TASK DETAILS:
Please find the lines in the entries below that contain the word "finger", and copy each one.

RECORDED DATA:
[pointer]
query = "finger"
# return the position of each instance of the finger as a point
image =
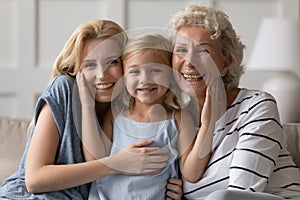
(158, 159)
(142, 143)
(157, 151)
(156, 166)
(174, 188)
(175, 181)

ANSWER TO THE EXERCISE:
query = "finger"
# return the position of each instance of the finger as a point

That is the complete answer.